Given passage:
****************

# IT'S OFFICIAL - GreenValueHost is Closing and Jonny Nguyen is Leaving Hosting



## drmike (Jun 15, 2015)

After tonight's WebHostingTalk ban of GreenValueHost, comes this press taken from:

https://portal.gvhclientarea.com/announcements.php?id=14

Jonathan Nguyen is leaving the hosting business and any shared / reseller customers are being handed over to Xfuse.


----------



## MannDude (Jun 15, 2015)

LOL

So, WHT _finally_ bans him. Him realizing that was his last place to lure suckers into buying from him, he closes down. Good.

Wonder what cool alias/fake-name he'll use for future ventures.


----------



## XFS_Duke (Jun 15, 2015)

Finally is the key word. Apparently there was a long list of people pushing for his ban. It happened. Yay. The end, for good, of Jonny Nguyen in the Web hosting industry.


----------



## jarland (Jun 15, 2015)

XFS_Duke said:


> Finally is the key word. Apparently there was a long list of people pushing for his ban. It happened. Yay. The end, for good, of Jonny Nguyen in the Web hosting industry.


Haha, come on now, we all know he'll be back. The company may be a new name, heck he might even have a new name.


----------



## Francisco (Jun 15, 2015)

So I guess CC isn't getting paid back eh?

I mean, if he's not collecting any cash and has 'no ties to hosting anymore', then why is he going to talk to CC?

CC? I know you're reading this. Go after his parents.

Francisco


----------



## zed (Jun 15, 2015)

it's like deja vu all over again, sorta.


----------



## drmike (Jun 15, 2015)

Francisco said:


> So I guess CC isn't getting paid back eh?
> 
> 
> I mean, if he's not collecting any cash and has 'no ties to hosting anymore', then why is he going to talk to CC?
> ...


Parents surely needed to control their minor age child all these years.

CC can't go after the parents.  They knowingly sold to a minor and countersuit(s) would be largest fireworks show that side of Mississippi.  

Plus CC with all their big growing income needs legitimate inflated write offs.  Nothing says good like $5k owed magically multiplied to $10k+.  Heck claim you decommissioned the gear he used while at it and cause damages to corporate reputation, network, etc. that incurred man hours and write that down.  Business can be real fun like that.

Quite lucrative.


----------



## Tyler (Jun 15, 2015)

XFS_Duke said:


> The end, for good, of Jonny Nguyen in the Web hosting industry.


Isn't this what was said last time? I understand current conditions are different... but isn't this what we thought was happening only a few months prior?


----------



## HalfEatenPie (Jun 15, 2015)

Since when is "Brand President" an actual title?  

I call shenanigans and bs and expect to see him back in the next month or so.  Especially since Duke told us earlier that no we won't see him anymore and yet we later found out this was  not true.  

I totally expect him to pull an "Adam Hillstrand" and come back under a multitude of different aliases.


----------



## Francisco (Jun 15, 2015)

HalfEatenPie said:


> Since when is "Brand President" an actual title?

****************

Given data:
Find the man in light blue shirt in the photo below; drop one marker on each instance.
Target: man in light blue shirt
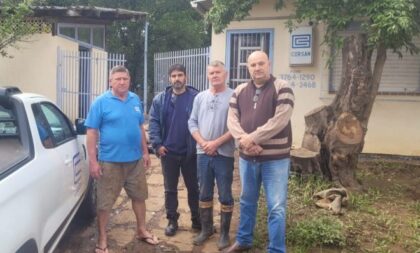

****************

Set of tasks:
1. According to the GreenValueHost thread, which company is receiving the shared and reseller customers?
2. Please carry on the GreenValueHost thread from the point where it ends.
The lines have nothing to do with the GreenValueHost thread.

In response:
1. Xfuse

2.
> 
> I call shenanigans and bs and expect to see him back in the next month or so.  Especially since Duke told us earlier that no we won't see him anymore and yet we later found out this was  not true.
> 
> I totally expect him to pull an "Adam Hillstrand" and come back under a multitude of different aliases.


He got nailed on WHT so it's likely why. If he comes back and people ever find out? He's going to get nailed banned again.

Francisco


----------



## drmike (Jun 15, 2015)

Francisco said:


> He got nailed on WHT so it's likely why. If he comes back and people ever find out? He's going to get nailed banned again.


WHT is no joke about running around their bans with shell companies.

There are quite a few disabled accounts on WHT.  A chunk of those are for the prior offenders back to the site again to push product under an alias.  Most are quietly pruned when the guy slips up (like same home IP address).  Or shilling with the old crew on their watch list.


----------



## sv01 (Jun 15, 2015)

@XFS_Duke, Any reason using image (hosted on imgur.com) instead of text? opcorn: opcorn: opcorn:

GVH acquired *again* by the same person/ 'company'.


----------



## HalfEatenPie (Jun 15, 2015)

Francisco said:


> He got nailed on WHT so it's likely why. If he comes back and people ever find out? He's going to get nailed banned again.
> 
> 
> Francisco


True.  But WHT isn't the entire web hosting industry.  May be for the budget brands though...


----------



## Francisco (Jun 15, 2015)

HalfEatenPie said:


> True.  But WHT isn't the entire web hosting industry.  May be for the budget brands though...


For a lot of brands WHT is their end all/be all.

Francisco


----------



## telephone (Jun 15, 2015)

HalfEatenPie said:


> Since when is "Brand President" an actual title?
> 
> I call shenanigans and bs and expect to see him back in the next month or so.  Especially since Duke told us earlier that no we won't see him anymore and yet we later found out this was  not true.
> 
> I totally expect him to pull an "Adam Hillstrand" and come back under a multitude of different aliases.


Next time on the Tales of GVH, Yonnj Neyugn and his new company HVG!


----------



## Tyler (Jun 15, 2015)

HalfEatenPie said:


> Since when is "Brand President" an actual title?


Real brands (read: not GVH) do have brand representatives and people in charge. But GVH, well, we all know about Jon's title fetish.

One of these days I'll go through the entire GVH history and make a changelog of his titles


----------



## DomainBop (Jun 15, 2015)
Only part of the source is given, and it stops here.